Tasks and exercises:
- a) Rewrite the passage of the serotonin text from "Serotonin is broken" through "by the kidneys.", replacing "broken down" with "degraded".
- b) Carry on the serotonin text from its last sentence.

Extract provided:
▬▬▬▬▬▬▬▬▬▬

Despite its prominence in popular discussions of mental health, the longstanding claim that depression results directly from low serotonin levels is not supported by conclusive scientific evidence. Nonetheless, serotonin remains a major target of pharmacological treatments for mood and anxiety disorders.

Serotonergic System in the Nervous System

The raphe nuclei, located along the midline of the brainstem, constitute the primary source of serotonin in the CNS. These nuclei (B1–B9) send ascending projections to the cerebrum, limbic system and cortex, and descending pathways to the cerebellum and spinal cord. This widespread connectivity allows serotonin to modulate diverse neural circuits and influence global brain states.
The serotonergic system interacts closely with other neurotransmitter pathways, including dopaminergic systems such as those originating in the ventral tegmental area and substantia nigra. These interactions contribute to effects on reward, motivation and motor control.

Metabolism and Termination

Serotonin is broken down primarily by monoamine oxidase (MAO), which converts it into 5-hydroxyindoleacetaldehyde. This intermediate is then oxidised by aldehyde dehydrogenase (ALDH) to produce 5-hydroxyindoleacetic acid (5-HIAA), the major metabolite excreted by the kidneys.

▬▬▬▬▬▬▬▬▬▬

Given data:

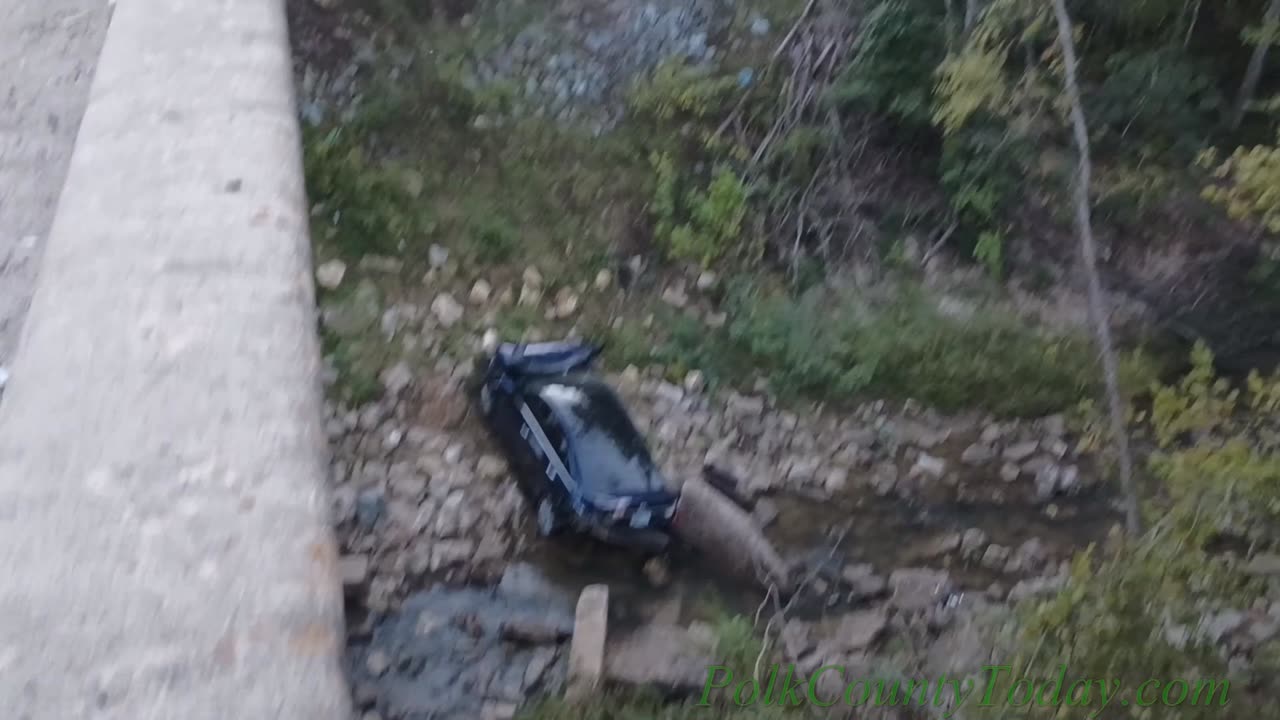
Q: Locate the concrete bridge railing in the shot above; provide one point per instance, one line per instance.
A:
(164, 538)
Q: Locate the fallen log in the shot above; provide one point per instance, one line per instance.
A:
(713, 524)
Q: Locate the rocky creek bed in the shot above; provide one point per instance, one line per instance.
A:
(915, 531)
(897, 511)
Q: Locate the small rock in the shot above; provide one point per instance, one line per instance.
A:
(369, 507)
(973, 542)
(675, 296)
(530, 295)
(836, 479)
(859, 630)
(995, 557)
(918, 588)
(446, 309)
(329, 274)
(1264, 565)
(863, 582)
(437, 255)
(397, 378)
(694, 382)
(766, 511)
(977, 455)
(928, 465)
(1009, 472)
(353, 570)
(376, 662)
(566, 304)
(657, 572)
(480, 292)
(534, 632)
(1020, 451)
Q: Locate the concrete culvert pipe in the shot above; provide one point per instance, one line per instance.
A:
(713, 524)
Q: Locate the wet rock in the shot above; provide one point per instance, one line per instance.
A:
(657, 572)
(329, 274)
(764, 513)
(535, 632)
(353, 570)
(1009, 472)
(369, 506)
(586, 652)
(977, 455)
(928, 466)
(836, 481)
(1036, 587)
(995, 557)
(918, 588)
(664, 657)
(885, 478)
(1046, 482)
(446, 309)
(451, 552)
(376, 662)
(973, 542)
(480, 292)
(538, 665)
(675, 296)
(1020, 451)
(860, 630)
(1264, 565)
(1031, 556)
(437, 255)
(397, 378)
(694, 382)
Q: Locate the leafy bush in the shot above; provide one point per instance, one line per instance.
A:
(1137, 611)
(357, 206)
(901, 45)
(696, 224)
(1155, 100)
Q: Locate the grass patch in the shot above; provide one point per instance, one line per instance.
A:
(826, 346)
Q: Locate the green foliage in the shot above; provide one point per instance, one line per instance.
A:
(892, 71)
(827, 346)
(357, 206)
(1153, 100)
(990, 251)
(1136, 611)
(696, 224)
(1249, 183)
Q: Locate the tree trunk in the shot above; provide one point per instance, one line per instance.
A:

▬▬▬▬▬▬▬▬▬▬

Responses to the tasks:
- a)
Serotonin is degraded primarily by monoamine oxidase (MAO), which converts it into 5-hydroxyindoleacetaldehyde. This intermediate is then oxidised by aldehyde dehydrogenase (ALDH) to produce 5-hydroxyindoleacetic acid (5-HIAA), the major metabolite excreted by the kidneys.

- b)
Termination of serotonergic signalling occurs mainly through reuptake into presynaptic neurons by the serotonin transporter (SERT). Several pharmacological agents—including selective serotonin reuptake inhibitors (SSRIs), tricyclic antidepressants, cocaine and certain cough suppressants—block this transporter and thereby elevate synaptic serotonin levels.
A secondary transport mechanism involves the plasma membrane monoamine transporter (PMAT), a low-affinity but high-capacity transporter contributing to clearance under conditions of elevated extracellular serotonin. High doses of SSRIs may partially inhibit PMAT in addition to their effects on SERT.
In addition to receptor-mediated signalling, serotonin can affect cellular function through serotonylation, a process in which serotonin covalently modifies intracellular proteins. This mechanism influences platelet activation, insulin release and vascular smooth muscle contraction.

Receptors

Serotonin acts through a diverse family of 14 known receptor subtypes, designated 5-HT₁ through 5-HT₇, with several further subdivisions:
• 5-HT₁ family: 1A, 1B, 1D, 1E, 1F• 5-HT₂ family: 2A, 2B, 2C• 5-HT₃ receptor (a ligand-gated ion channel)• 5-HT₄, 5-HT₅ (5A, 5B), 5-HT₆ and 5-HT₇ receptors
With the exception of 5-HT₃, all serotonin receptors are G-protein-coupled receptors (GPCRs), activating second-messenger cascades when stimulated. The 5-HT₅B receptor is present in rodents but absent in humans. Serotonin also acts as an agonist at the trace amine-associated receptor 1 (TAAR1) in several species, though its effectiveness at this receptor varies considerably.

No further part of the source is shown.